### What to work on:
Can you copy out, word for word, only the entries running from the line that contains "tall evergreen tree." through the end of the entries, with both ends included?

Location labeling entries:
▼

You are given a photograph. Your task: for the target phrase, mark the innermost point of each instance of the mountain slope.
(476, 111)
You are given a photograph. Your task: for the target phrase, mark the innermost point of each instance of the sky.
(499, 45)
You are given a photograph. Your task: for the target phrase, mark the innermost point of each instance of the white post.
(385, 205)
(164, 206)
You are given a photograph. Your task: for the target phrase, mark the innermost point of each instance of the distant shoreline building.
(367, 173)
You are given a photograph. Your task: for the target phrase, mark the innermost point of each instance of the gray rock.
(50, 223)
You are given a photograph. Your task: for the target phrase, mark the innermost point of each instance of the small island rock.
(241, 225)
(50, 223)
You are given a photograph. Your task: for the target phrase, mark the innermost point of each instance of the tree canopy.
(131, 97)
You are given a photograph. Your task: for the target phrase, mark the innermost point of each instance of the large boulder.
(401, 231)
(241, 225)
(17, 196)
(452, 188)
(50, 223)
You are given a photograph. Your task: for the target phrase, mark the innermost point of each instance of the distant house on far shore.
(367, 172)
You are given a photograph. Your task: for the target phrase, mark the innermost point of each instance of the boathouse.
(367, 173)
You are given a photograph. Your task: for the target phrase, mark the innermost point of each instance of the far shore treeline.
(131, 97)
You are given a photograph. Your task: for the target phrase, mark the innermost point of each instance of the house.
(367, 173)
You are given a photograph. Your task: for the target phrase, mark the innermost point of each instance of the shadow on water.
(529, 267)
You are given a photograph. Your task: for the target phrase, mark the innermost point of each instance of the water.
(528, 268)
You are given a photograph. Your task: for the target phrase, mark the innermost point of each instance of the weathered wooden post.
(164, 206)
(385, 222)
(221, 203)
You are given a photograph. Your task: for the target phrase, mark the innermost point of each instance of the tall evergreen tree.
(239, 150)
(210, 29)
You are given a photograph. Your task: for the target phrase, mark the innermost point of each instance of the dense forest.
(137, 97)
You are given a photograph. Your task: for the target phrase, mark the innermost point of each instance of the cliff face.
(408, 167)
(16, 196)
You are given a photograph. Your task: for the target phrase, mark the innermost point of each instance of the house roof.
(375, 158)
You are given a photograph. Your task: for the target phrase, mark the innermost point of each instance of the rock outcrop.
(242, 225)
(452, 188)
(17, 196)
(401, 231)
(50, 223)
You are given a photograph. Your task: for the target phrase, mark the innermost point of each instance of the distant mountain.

▲

### Full answer:
You are given a photograph. Your task: for the target phrase, mark the innermost point of each instance of the tall evergreen tree.
(239, 150)
(210, 29)
You are given a photograph. Your task: for the target phrase, mark the innermost point of each instance of the dense forest.
(137, 97)
You are given a photograph. Your task: for the target phrase, mark the innermost point of each instance of the cliff face.
(408, 167)
(16, 196)
You are given a photograph. Your task: for the target phrase, mark the innermost point of each instance of the house roof.
(375, 158)
You are given a photograph. Your task: for the target phrase, mark the innermost point of each instance of the rock outcrop.
(242, 225)
(452, 188)
(17, 196)
(401, 231)
(50, 223)
You are given a photograph. Your task: for the target phrase, mark the innermost point of each instance of the distant mountain.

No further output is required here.